Task 1 = Copy the passage from the transcript starting with "19:12 – Isaac" and going on through "get devastating blackouts.".
Task 2 =
Answer these questions using the transcript:
(a) According to Robert Bryce, what does the number 8760 stand for?
(b) Whose data did Isaac Orr's team go through to find the hourly fluctuation in wind and solar?
(c) At one point, how many gigawatts of blackout did they find, and about what share of MISO's entire demand is that?

Document =
You talked about the same thing in Colorado, that this is the fundamental, if I’m reading back correctly, with all these renewable plans, these all have renewable heavy plans, it’s all about a massive, massive construction project that will result in huge overbuilding of the grid in order to compensate for the unreliability or the weather dependence of wind and solar. Is that fair?


18:38 – Isaac Orr 

That’s exactly what we did in Colorado. It’s a little bit more nuanced for the EPA rules, and I’ll get into that. What we did is we said, this is the grid that EPA thinks will exist in 2028, 2030, to 35, 40, and so on. We said, what if we have the same wind and solar capacity factors in the future that we had in twenty nineteen twenty twenty twenty one and twenty two right what we do is we go through the MISO data and you can find the hourly fluctuation in wind and solar. And we divide that by the amount of installed capacity on the system.


19:12 – Isaac Orr 

And that gives you the productivity of wind and solar during those times. So we ran We took the MISO grid that EPA thinks will exist in the future, and we said, can this work? Can this provide electricity eighty seven d sixty right based on past weather conditions? If you’re going to just say the phrase weather as a proxy for wind and solar and the electricity demand that we experienced during those years. We did the most basic like hindcast your model to make sure that you don’t royally screw up the future and you get devastating blackouts.


19:50 – Isaac Orr 



19:51 – Robert Bryce 

And just to be clear for the people that are listening, 8760, that’s the number of hours in a year. So you looked at the number of hours of 24 hours times three hundred sixty five eight thousand seven hundred sixty so you hind used your model to hindcast what the impact of these rules would be and what did you find?


20:08 – Isaac Orr 

Blackouts, big old blackouts all along the mid-continent independent systems operator. So I forget what year it was, historical comparison year, right? So when we go 2019 weather, 2020, 21 or 22, but at one point we had 26 gigawatts of blackout, Robert, which is about 20% of the entire demand in MISO. So for reference, 26 gigawatts would be the peak demand for both Minnesota and Wisconsin combined. So just imagine two fairly decent sized Midwestern states. I know people on the, the elitists on the coast don’t think that we matter, but that’s a big deal.

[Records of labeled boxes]
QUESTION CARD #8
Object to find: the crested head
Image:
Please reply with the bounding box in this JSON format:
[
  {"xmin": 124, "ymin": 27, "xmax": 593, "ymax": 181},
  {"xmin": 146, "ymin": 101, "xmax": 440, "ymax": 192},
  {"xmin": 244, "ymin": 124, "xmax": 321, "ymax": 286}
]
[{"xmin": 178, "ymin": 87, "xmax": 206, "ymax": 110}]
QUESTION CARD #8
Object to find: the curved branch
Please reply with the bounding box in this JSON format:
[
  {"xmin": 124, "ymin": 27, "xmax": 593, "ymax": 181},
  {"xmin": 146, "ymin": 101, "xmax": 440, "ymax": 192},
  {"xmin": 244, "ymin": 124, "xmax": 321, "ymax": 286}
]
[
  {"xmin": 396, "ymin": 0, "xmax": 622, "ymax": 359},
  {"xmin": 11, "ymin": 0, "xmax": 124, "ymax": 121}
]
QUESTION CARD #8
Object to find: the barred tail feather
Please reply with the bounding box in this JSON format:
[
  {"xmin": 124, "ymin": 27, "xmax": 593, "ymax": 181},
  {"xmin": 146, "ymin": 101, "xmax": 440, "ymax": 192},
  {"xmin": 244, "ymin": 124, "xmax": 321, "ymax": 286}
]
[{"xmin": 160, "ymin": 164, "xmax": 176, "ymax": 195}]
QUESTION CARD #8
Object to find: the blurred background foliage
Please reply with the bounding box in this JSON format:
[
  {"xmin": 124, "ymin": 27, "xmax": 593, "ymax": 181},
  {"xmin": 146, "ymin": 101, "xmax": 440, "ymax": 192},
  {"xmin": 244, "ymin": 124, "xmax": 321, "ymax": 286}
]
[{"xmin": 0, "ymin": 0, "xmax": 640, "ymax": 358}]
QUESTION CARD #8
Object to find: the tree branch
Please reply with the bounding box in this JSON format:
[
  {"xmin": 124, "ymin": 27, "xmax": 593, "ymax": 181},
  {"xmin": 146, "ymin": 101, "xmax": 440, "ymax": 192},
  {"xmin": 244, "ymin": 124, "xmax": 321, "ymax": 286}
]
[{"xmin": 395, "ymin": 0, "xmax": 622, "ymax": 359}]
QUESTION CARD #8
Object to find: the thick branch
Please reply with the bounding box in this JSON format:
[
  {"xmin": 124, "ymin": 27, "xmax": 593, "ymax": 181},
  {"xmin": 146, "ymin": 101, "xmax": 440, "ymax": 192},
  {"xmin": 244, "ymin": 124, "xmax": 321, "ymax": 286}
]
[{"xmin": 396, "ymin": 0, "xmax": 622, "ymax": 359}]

Complete response 1 =
19:12 – Isaac Orr 

And that gives you the productivity of wind and solar during those times. So we ran We took the MISO grid that EPA thinks will exist in the future, and we said, can this work? Can this provide electricity eighty seven d sixty right based on past weather conditions? If you’re going to just say the phrase weather as a proxy for wind and solar and the electricity demand that we experienced during those years. We did the most basic like hindcast your model to make sure that you don’t royally screw up the future and you get devastating blackouts.

Complete response 2 =
(a) The number of hours in a year.
(b) MISO's data.
(c) 26 gigawatts, about 20% of MISO's entire demand.